### DOCUMENT:
##############################

Olympia's Tour: Van Der Zwet steals Stage 2 for Koga

Coen Vermeltfoort making faces at his dinner
(Photo: Olympia's Tour Twitter)

I will never say that I was a normal child. Reserved and shy, I tended to hang on the fringe when I was in school and unless I was comfortable with my surroundings, I would be quiet albeit for the random teenage-charged political outburst. I guess that is what drew my to cycling in my teen years; the solitary hours out in the countryside where I could get lost in my thoughts. Before this goes into a long diatribe about my youth...when I graduated high school a bit early, I asked to go to see the Ronde van Vlaanderen in person for my birthday/graduation present and ended up going to some surrounding areas during my sojourn.

Well, I ended up staying a few days in Noord-Holland and I found it to be a very gorgeous place. I was racing my bike at that point and even though I was in good shape, there is one thing that sticks out to me about the place. The wind. My god...I would go on a ride from Edam to Hoorn along the coast and it could be incredibly easy or insanely difficult, just do to the fact that my pace was dictated by the direction and force of the wind. I would love to go back there sometime...

Just riding in these conditions makes me feel for guys and girls who are racing in this stuff that aren't the best in windy conditions where one position could mean the front group or being spit out the back. A very windy, flat stage that causes big echelons can sap someone's energy just like a a hard stage in the Tour de France. The Olympia's Tour is the antithesis of these racing conditions and Stage 2 was no different.

Butts of the breakaway (Photo: Olympia's Tour Twitter)

##############################

### TASK 1:
Write out the entire Olympia's Tour Stage 2 post verbatim, from the headline through the last photo caption.

### DATASET RECORDS:
##############################

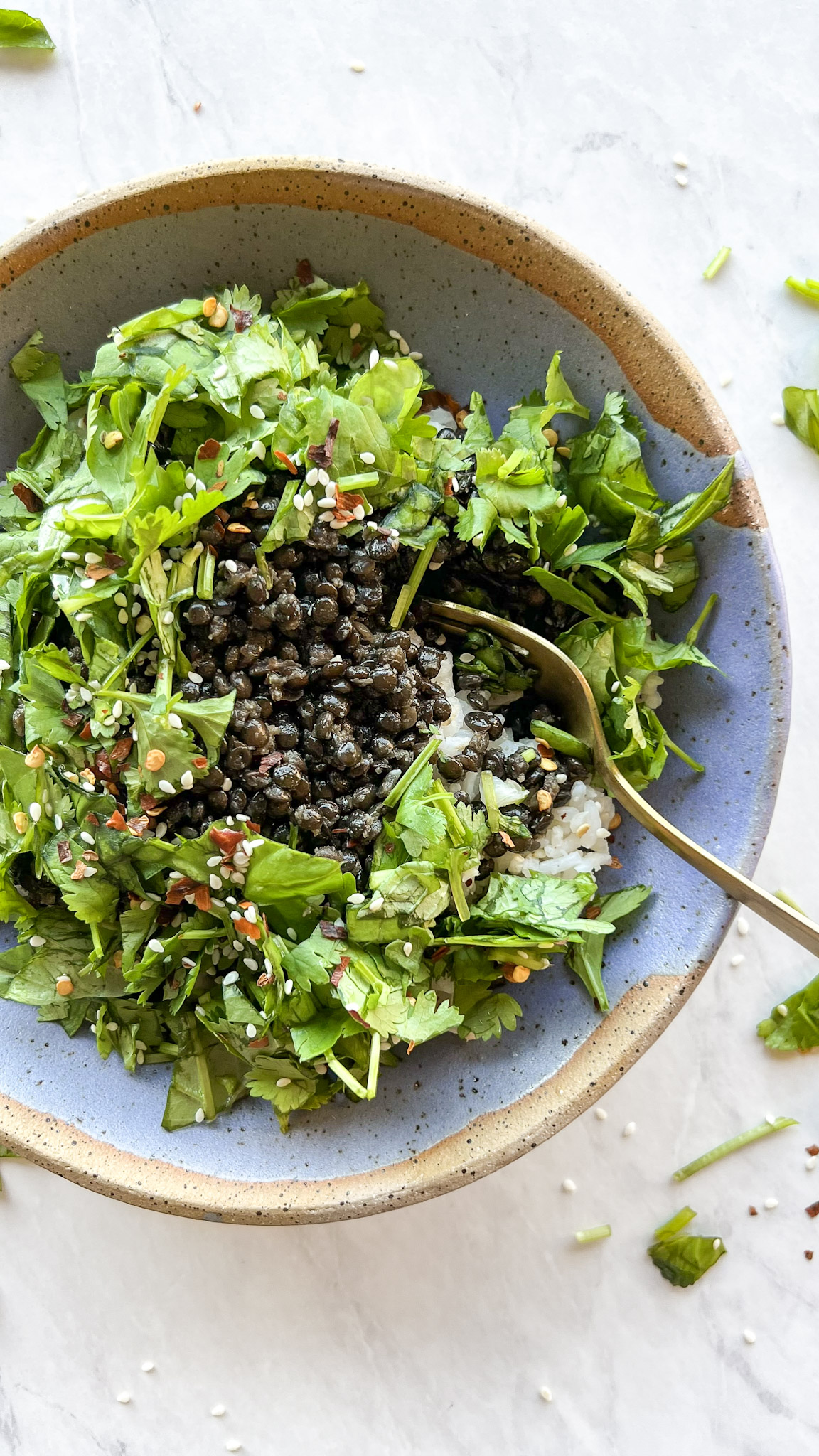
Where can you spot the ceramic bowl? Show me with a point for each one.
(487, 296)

##############################

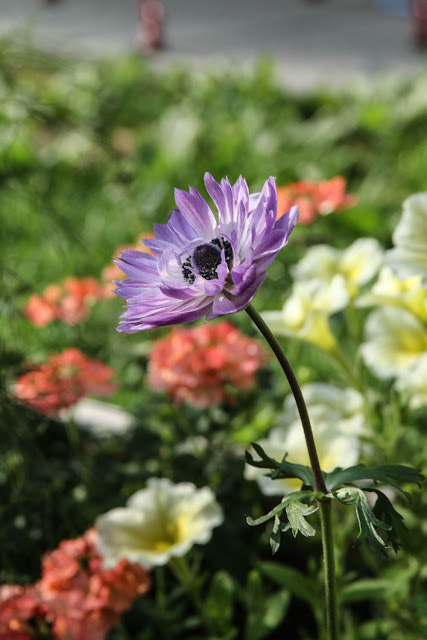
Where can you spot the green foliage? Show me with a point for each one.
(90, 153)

##############################

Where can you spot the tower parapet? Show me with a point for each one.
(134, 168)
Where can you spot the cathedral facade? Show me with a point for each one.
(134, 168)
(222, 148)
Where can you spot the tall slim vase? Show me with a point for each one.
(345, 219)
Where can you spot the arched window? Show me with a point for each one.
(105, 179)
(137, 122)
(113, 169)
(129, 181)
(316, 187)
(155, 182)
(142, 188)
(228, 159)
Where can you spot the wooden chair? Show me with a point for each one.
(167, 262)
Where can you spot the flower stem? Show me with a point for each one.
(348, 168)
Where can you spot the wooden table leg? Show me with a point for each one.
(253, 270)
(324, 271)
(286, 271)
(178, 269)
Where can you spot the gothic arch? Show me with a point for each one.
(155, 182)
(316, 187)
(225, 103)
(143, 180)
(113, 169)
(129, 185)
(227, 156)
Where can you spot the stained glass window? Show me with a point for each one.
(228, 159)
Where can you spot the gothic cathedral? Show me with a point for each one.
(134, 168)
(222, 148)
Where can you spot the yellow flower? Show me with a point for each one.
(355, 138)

##############################

### TASK 2:
Count the lines in the listing that contain the string "cathedral". Output only the number.

### EXPECTED OUTPUT 1:
Olympia's Tour: Van Der Zwet steals Stage 2 for Koga

Coen Vermeltfoort making faces at his dinner
(Photo: Olympia's Tour Twitter)

I will never say that I was a normal child. Reserved and shy, I tended to hang on the fringe when I was in school and unless I was comfortable with my surroundings, I would be quiet albeit for the random teenage-charged political outburst. I guess that is what drew my to cycling in my teen years; the solitary hours out in the countryside where I could get lost in my thoughts. Before this goes into a long diatribe about my youth...when I graduated high school a bit early, I asked to go to see the Ronde van Vlaanderen in person for my birthday/graduation present and ended up going to some surrounding areas during my sojourn.

Well, I ended up staying a few days in Noord-Holland and I found it to be a very gorgeous place. I was racing my bike at that point and even though I was in good shape, there is one thing that sticks out to me about the place. The wind. My god...I would go on a ride from Edam to Hoorn along the coast and it could be incredibly easy or insanely difficult, just do to the fact that my pace was dictated by the direction and force of the wind. I would love to go back there sometime...

Just riding in these conditions makes me feel for guys and girls who are racing in this stuff that aren't the best in windy conditions where one position could mean the front group or being spit out the back. A very windy, flat stage that causes big echelons can sap someone's energy just like a a hard stage in the Tour de France. The Olympia's Tour is the antithesis of these racing conditions and Stage 2 was no different.

Butts of the breakaway (Photo: Olympia's Tour Twitter)

### EXPECTED OUTPUT 2:
2